TO DO: Copy the stretch of entries from the line containing "Check that every instance of the poster" through the line containing "[[925, 234]]", word for word, with both of those lines included.

LISTING:
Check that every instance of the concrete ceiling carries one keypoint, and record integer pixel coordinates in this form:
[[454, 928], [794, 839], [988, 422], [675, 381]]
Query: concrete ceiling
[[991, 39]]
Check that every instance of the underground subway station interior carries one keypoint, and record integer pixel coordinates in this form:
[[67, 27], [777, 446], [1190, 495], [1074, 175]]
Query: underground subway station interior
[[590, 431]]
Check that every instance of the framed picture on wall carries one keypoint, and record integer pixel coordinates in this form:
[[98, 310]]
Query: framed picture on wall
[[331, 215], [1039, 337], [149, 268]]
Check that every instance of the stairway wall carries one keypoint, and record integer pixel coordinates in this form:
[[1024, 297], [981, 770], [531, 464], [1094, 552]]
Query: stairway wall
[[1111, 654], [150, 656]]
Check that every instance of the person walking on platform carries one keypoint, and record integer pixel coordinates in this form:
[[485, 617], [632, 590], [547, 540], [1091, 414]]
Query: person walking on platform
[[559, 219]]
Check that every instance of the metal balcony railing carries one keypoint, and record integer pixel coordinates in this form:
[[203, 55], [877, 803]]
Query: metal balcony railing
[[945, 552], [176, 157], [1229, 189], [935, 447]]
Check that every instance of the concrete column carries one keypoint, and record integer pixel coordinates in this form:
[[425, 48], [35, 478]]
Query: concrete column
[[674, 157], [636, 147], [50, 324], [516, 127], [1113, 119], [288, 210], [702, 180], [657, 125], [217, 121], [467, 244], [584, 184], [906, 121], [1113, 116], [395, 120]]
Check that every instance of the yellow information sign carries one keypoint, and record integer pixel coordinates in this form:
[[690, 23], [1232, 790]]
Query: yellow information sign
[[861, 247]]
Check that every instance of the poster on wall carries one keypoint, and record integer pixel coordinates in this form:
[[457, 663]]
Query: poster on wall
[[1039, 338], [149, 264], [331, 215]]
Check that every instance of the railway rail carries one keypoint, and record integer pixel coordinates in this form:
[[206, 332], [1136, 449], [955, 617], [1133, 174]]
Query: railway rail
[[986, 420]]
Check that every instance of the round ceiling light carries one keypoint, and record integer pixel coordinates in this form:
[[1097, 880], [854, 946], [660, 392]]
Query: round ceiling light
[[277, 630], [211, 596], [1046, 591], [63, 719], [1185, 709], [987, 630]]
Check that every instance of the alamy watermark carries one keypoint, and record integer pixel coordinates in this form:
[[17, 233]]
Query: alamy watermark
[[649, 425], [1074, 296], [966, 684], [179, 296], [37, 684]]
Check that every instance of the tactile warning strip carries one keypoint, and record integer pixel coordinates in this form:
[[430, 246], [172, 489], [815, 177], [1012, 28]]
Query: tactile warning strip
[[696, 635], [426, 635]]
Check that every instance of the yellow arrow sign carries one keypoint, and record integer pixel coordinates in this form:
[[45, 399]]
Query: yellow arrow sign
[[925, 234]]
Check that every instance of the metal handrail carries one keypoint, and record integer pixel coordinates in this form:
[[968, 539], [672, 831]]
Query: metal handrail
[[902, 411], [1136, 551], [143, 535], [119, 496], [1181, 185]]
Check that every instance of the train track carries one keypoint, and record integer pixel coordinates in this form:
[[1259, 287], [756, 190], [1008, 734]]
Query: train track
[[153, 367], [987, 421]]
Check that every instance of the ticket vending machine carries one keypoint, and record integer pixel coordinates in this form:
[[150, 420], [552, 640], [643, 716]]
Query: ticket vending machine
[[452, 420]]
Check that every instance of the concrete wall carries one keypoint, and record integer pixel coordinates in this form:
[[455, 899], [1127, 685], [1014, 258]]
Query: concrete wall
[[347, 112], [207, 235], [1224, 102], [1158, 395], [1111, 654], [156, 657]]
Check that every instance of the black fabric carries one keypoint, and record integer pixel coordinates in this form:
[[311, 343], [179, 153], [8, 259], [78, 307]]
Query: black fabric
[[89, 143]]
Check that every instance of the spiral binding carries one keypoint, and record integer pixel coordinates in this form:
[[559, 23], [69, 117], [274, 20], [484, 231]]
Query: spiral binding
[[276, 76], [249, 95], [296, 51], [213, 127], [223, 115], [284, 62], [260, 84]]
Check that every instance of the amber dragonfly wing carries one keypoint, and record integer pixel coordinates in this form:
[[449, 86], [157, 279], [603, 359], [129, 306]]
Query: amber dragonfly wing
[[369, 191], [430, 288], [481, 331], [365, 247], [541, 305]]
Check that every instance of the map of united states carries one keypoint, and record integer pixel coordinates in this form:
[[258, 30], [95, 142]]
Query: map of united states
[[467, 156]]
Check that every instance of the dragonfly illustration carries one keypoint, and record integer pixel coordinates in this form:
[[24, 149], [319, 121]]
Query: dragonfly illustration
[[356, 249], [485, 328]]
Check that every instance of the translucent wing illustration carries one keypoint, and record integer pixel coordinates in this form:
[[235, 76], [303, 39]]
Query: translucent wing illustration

ANSWER FOR THE TASK:
Check that every instance of the poster on wall carries one keypoint, and record integer pixel coordinates in this form:
[[457, 663]]
Query: poster on wall
[[1039, 338], [149, 264], [331, 215]]
Check that every instance of the railway rail carries one keypoint, and record integer pixel coordinates in this form:
[[206, 332], [1136, 449], [955, 617], [1133, 174]]
Query: railway rail
[[986, 420]]
Check that every instance of the round ceiling light carries one keypoint, and record integer pixel coordinates in this form:
[[1097, 880], [854, 946], [660, 392]]
Query: round ceiling light
[[277, 630], [211, 596], [1046, 591], [63, 719], [1185, 709], [987, 630]]
Check that every instance of the alamy watermark carries one keypoint, and record integer pixel coordinates in this form:
[[17, 233]]
Query: alamy watermark
[[649, 425], [1074, 296], [966, 684], [179, 296], [37, 684]]
Check that every instance of the tactile warning strip carries one keypoint, and record integer pixel coordinates in this form:
[[430, 246], [172, 489], [815, 177], [1012, 28]]
Query: tactile warning strip
[[696, 635], [426, 635]]
Check that every instance of the yellow arrow sign carries one keypoint, and record integer pixel coordinates in this form:
[[45, 399]]
Query: yellow arrow sign
[[925, 234]]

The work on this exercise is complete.